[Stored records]
|---|

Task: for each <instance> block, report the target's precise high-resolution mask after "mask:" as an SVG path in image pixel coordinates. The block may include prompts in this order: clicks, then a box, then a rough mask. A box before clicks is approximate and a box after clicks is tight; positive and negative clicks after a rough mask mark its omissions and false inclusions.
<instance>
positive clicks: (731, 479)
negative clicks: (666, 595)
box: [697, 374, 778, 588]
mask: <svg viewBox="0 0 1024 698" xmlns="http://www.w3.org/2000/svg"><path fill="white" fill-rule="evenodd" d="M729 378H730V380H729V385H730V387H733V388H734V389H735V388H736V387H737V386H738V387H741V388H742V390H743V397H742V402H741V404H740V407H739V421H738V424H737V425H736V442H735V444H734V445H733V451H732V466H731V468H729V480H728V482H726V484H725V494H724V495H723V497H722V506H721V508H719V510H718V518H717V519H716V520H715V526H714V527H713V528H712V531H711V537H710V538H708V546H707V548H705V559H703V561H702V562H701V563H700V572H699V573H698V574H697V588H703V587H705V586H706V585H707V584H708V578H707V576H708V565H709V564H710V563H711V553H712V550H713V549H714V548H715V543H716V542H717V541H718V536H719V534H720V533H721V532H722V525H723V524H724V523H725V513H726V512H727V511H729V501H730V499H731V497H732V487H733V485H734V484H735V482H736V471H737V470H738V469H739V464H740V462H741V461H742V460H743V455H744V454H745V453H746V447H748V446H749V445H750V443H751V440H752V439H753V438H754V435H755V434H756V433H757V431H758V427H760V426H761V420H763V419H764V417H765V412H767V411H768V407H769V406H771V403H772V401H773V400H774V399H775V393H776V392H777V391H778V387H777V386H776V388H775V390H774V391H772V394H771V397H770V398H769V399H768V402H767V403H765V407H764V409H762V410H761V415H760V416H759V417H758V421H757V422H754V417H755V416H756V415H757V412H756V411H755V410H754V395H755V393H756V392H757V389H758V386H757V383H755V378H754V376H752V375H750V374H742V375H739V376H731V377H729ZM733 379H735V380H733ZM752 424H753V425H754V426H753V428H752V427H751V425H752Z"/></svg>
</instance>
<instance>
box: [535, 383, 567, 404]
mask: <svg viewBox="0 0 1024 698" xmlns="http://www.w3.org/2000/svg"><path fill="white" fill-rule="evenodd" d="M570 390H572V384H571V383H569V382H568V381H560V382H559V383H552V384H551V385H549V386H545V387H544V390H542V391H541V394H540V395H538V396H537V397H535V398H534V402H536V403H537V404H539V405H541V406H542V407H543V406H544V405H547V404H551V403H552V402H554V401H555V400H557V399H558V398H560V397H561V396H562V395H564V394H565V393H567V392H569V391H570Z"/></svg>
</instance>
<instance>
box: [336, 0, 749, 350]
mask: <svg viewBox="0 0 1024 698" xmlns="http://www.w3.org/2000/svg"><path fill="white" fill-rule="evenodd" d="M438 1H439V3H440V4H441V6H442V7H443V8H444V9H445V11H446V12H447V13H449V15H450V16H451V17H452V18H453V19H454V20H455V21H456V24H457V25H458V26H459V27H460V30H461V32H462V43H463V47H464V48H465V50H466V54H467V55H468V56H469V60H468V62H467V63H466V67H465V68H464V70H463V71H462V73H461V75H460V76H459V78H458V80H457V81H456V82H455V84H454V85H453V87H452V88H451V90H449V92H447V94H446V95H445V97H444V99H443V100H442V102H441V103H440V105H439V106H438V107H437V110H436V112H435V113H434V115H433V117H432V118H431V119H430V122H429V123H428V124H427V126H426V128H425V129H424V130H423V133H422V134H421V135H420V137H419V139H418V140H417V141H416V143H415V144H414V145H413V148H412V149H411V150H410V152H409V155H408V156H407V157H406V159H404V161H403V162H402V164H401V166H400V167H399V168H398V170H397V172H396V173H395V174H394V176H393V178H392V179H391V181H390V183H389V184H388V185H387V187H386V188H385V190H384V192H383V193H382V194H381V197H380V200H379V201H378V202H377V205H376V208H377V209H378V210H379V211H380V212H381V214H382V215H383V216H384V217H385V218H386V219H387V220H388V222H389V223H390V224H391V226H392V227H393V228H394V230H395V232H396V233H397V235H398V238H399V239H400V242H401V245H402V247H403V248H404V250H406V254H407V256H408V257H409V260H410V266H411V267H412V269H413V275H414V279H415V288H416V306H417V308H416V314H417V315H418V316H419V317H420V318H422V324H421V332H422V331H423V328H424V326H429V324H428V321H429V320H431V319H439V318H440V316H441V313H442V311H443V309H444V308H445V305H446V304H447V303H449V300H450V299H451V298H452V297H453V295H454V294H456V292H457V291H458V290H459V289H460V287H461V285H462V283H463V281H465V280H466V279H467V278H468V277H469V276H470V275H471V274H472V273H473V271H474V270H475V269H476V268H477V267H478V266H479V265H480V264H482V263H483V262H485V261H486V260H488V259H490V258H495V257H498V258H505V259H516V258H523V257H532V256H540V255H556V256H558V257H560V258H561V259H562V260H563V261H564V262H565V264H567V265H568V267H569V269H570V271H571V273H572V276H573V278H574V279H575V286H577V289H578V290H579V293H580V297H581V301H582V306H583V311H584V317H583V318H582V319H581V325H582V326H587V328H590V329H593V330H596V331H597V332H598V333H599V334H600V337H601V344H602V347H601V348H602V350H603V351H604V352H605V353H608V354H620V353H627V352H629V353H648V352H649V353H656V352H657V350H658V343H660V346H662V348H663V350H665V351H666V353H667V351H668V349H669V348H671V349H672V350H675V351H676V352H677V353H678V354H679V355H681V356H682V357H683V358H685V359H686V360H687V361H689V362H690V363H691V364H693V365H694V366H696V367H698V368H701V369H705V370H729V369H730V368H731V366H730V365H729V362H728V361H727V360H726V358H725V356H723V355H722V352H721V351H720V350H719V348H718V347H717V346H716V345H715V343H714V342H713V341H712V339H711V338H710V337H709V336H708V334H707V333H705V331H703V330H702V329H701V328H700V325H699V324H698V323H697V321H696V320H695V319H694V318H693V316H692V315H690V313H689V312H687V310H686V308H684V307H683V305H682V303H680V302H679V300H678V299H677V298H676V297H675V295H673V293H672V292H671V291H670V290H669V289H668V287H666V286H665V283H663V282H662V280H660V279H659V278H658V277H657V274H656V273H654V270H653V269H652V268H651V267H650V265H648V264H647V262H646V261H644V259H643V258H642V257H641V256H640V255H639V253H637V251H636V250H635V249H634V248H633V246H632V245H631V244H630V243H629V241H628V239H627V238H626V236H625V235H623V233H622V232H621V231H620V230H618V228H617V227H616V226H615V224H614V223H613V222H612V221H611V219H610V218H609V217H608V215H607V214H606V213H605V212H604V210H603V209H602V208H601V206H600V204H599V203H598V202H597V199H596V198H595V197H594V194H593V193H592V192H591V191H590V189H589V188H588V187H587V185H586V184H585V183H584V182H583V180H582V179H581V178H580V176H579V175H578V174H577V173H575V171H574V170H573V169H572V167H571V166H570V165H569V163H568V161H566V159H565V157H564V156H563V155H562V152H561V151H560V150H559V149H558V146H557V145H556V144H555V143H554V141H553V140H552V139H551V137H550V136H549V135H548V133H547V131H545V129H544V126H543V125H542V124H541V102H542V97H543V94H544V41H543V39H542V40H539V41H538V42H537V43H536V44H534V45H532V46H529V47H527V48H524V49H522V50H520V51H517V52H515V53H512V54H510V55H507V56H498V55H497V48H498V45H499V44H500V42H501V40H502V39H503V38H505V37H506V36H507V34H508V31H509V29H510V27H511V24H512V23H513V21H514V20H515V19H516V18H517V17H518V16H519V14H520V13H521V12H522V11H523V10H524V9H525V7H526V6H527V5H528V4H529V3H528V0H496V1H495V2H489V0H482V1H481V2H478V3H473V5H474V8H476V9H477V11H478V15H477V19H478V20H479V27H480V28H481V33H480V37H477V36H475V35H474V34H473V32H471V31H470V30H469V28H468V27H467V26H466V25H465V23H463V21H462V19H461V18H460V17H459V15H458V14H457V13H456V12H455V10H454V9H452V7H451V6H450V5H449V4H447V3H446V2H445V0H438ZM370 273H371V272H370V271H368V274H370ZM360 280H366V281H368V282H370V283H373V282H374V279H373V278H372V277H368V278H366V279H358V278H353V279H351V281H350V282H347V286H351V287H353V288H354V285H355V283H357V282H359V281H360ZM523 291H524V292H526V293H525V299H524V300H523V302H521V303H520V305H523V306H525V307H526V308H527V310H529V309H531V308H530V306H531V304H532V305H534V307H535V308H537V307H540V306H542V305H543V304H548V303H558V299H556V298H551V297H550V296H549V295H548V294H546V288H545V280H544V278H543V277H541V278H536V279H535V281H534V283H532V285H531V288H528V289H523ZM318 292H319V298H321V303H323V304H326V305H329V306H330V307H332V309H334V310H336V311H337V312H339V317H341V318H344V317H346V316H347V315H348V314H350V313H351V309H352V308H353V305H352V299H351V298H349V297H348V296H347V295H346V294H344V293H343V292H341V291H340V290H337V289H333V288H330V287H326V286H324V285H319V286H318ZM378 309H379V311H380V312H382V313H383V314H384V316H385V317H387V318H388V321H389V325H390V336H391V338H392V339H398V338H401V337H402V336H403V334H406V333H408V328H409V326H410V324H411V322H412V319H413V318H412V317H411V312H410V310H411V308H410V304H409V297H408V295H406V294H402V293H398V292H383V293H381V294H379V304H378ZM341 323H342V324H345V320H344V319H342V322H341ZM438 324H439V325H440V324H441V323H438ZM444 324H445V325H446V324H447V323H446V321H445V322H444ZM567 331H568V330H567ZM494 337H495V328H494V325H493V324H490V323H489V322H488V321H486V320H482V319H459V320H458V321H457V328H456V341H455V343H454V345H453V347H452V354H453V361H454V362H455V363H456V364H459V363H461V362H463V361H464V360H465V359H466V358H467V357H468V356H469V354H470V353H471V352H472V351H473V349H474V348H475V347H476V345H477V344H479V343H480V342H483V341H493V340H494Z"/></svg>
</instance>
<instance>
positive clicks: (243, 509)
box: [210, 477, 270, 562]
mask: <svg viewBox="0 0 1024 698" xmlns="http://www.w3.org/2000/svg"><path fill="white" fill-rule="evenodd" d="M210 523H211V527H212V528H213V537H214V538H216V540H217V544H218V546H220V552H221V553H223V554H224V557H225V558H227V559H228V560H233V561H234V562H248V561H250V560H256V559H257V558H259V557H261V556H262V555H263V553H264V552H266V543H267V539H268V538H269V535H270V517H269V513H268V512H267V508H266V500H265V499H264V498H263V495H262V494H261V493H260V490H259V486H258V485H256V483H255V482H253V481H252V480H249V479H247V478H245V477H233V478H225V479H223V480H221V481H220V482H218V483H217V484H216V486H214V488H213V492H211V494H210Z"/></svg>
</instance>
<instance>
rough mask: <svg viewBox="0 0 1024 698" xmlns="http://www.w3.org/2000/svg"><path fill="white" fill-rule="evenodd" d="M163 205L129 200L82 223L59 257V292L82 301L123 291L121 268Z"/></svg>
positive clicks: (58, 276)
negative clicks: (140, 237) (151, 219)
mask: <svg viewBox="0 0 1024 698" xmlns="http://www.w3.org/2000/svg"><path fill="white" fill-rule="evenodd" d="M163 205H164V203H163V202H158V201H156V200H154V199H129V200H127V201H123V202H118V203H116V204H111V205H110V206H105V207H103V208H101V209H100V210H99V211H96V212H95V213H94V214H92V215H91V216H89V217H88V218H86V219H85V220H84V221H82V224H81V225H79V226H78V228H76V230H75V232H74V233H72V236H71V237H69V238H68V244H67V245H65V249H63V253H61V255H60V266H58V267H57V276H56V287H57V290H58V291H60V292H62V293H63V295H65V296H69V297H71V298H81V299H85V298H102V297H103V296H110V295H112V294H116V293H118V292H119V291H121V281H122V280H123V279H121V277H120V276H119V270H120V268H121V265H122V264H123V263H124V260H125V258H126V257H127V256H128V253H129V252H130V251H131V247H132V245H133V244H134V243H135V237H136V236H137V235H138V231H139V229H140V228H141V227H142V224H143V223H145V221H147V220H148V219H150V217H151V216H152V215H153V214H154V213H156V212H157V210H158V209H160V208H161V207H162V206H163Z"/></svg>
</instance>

|---|

- _Task objective_: Copy the items from their first line up to and including the line containing "box: [697, 374, 778, 588]", reproducing each line without any change.

- _Answer space_:
Task: for each <instance> block, report the target's precise high-resolution mask after "mask:" as an SVG path in image pixel coordinates. The block may include prompts in this order: clicks, then a box, then a rough mask. A box before clicks is approximate and a box after clicks is tight; positive and negative clicks after a rough mask mark its omissions and false inclusions.
<instance>
positive clicks: (731, 479)
negative clicks: (666, 595)
box: [697, 374, 778, 588]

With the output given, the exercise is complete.